From the first record to the last, write each one out again exactly.

____

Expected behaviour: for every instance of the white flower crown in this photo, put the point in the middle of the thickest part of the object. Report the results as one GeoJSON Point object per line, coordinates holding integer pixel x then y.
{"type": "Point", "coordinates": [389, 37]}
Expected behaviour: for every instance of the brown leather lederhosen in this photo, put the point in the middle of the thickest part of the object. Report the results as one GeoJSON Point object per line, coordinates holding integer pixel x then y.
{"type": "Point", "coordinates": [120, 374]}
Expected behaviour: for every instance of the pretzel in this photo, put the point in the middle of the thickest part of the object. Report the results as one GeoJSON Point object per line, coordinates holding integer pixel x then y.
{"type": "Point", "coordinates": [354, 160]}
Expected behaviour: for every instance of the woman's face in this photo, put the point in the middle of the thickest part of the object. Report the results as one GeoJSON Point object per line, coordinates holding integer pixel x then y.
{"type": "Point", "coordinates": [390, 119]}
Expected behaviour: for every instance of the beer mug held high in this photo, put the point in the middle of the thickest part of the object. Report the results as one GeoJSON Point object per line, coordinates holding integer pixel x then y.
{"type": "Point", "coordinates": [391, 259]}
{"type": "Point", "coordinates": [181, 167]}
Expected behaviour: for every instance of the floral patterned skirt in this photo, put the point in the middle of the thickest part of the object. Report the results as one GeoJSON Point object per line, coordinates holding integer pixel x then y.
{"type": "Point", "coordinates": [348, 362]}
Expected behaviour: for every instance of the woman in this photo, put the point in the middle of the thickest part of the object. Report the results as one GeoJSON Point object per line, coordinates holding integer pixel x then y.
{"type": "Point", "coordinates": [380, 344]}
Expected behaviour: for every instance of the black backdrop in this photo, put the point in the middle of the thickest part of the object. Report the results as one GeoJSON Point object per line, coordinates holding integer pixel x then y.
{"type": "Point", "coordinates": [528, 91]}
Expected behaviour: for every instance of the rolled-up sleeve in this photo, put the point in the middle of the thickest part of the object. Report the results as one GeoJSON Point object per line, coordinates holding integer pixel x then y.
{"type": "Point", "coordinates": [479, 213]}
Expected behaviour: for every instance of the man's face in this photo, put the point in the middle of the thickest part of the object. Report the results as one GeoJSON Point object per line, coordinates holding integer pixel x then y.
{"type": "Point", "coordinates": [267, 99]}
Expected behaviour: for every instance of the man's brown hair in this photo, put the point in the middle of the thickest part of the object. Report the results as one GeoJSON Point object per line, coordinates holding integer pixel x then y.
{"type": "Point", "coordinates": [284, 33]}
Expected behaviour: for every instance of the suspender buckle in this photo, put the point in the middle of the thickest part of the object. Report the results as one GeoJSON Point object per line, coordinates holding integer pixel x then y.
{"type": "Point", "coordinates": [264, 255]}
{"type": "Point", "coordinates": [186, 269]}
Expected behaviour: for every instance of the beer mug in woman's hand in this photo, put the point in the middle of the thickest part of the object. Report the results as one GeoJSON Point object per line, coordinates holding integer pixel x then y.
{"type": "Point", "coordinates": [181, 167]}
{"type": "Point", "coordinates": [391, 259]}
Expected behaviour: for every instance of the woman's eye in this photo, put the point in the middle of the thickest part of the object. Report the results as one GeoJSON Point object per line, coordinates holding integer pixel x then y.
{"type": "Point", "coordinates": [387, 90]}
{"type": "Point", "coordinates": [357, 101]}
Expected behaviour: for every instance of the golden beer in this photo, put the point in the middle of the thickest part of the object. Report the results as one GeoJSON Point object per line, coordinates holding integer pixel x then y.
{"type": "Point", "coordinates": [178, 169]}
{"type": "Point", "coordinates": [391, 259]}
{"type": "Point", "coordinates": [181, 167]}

____

• **Exercise response**
Expected behaviour: for every instance of the white flower crown in this photo, put the point in the middle of the thickest part of the object. Report the results as one GeoJSON Point object per line, coordinates holding integer pixel x then y.
{"type": "Point", "coordinates": [389, 37]}
Expected behaviour: for every instance of the brown leather lederhosen in this photo, put the point in the middle of the thickest part of the object. Report the results as one GeoJSON Point object per line, coordinates holding integer pixel x then y.
{"type": "Point", "coordinates": [120, 374]}
Expected behaviour: for every instance of the pretzel in this photo, put the point in the middle of the thickest part of the object. Report the results as one GeoJSON Point object per line, coordinates holding integer pixel x then y.
{"type": "Point", "coordinates": [354, 160]}
Expected behaviour: for every instance of the woman's face in this photo, put the point in the middle of the thickest part of the object. Report the results as one GeoJSON Point object per line, coordinates holding integer pixel x then y.
{"type": "Point", "coordinates": [390, 119]}
Expected behaviour: for every instance of the beer mug held high in this photo, put the point in the middle of the thickest part of the object. Report the results as one GeoJSON Point object per line, coordinates holding integer pixel x then y.
{"type": "Point", "coordinates": [391, 259]}
{"type": "Point", "coordinates": [181, 167]}
Expected behaviour: for every instance of the floral patterned skirt in this photo, put the point in the middle of the thickest part of the object. Report the results as one GeoJSON Point object per line, coordinates holding integer pixel x then y.
{"type": "Point", "coordinates": [348, 362]}
Expected behaviour: for every instance of the woman in this photo, put the point in the middle of the thickest part of the object. Report the results as one GeoJSON Point object per line, coordinates holding integer pixel x then y.
{"type": "Point", "coordinates": [380, 344]}
Expected behaviour: for every instance of the black backdrop in this photo, put the point in the middle of the thickest part of the object. Report the results as one GeoJSON Point object per line, coordinates holding integer pixel x then y.
{"type": "Point", "coordinates": [528, 91]}
Expected behaviour: for every instance of the rolled-up sleeve in this photo, put the point in the middle of the thickest part of the object. Report the results as one GeoJSON Point object per line, coordinates holding integer pixel x then y.
{"type": "Point", "coordinates": [479, 213]}
Expected behaviour: for every instance of the man's face in this photo, put the point in the middle of the thickest part of the object. Report the results as one GeoJSON Point object per line, coordinates holding integer pixel x then y.
{"type": "Point", "coordinates": [267, 99]}
Expected behaviour: for every instance of the man's brown hair in this photo, put the point in the middle of the thickest part of the object. Report the results as one GeoJSON Point object per line, coordinates holding integer pixel x then y.
{"type": "Point", "coordinates": [284, 33]}
Expected behaviour: for every instance of the suspender buckle in this photo, put the point in the middle of the thickest part of the object. Report the results as one GeoJSON Point object per line, coordinates holding integer pixel x then y.
{"type": "Point", "coordinates": [264, 255]}
{"type": "Point", "coordinates": [186, 269]}
Expected behaviour: for every instance of the beer mug in woman's hand in this photo, put the point in the middle of the thickest part of the object. Report the results as one GeoJSON Point object per line, coordinates holding integer pixel x then y.
{"type": "Point", "coordinates": [181, 167]}
{"type": "Point", "coordinates": [391, 259]}
Expected behaviour: for every instance of the woman's eye in this photo, put the point in the middle of the thickest part of the object. Report the results as one GeoJSON Point object per line, coordinates holding integer pixel x then y.
{"type": "Point", "coordinates": [387, 90]}
{"type": "Point", "coordinates": [357, 101]}
Expected behaviour: for every instance of the golden beer in this photo, put the point in the middle of the thickest part of the object. Report the results as one GeoJSON Point object per line, coordinates holding integer pixel x then y.
{"type": "Point", "coordinates": [178, 169]}
{"type": "Point", "coordinates": [391, 259]}
{"type": "Point", "coordinates": [181, 167]}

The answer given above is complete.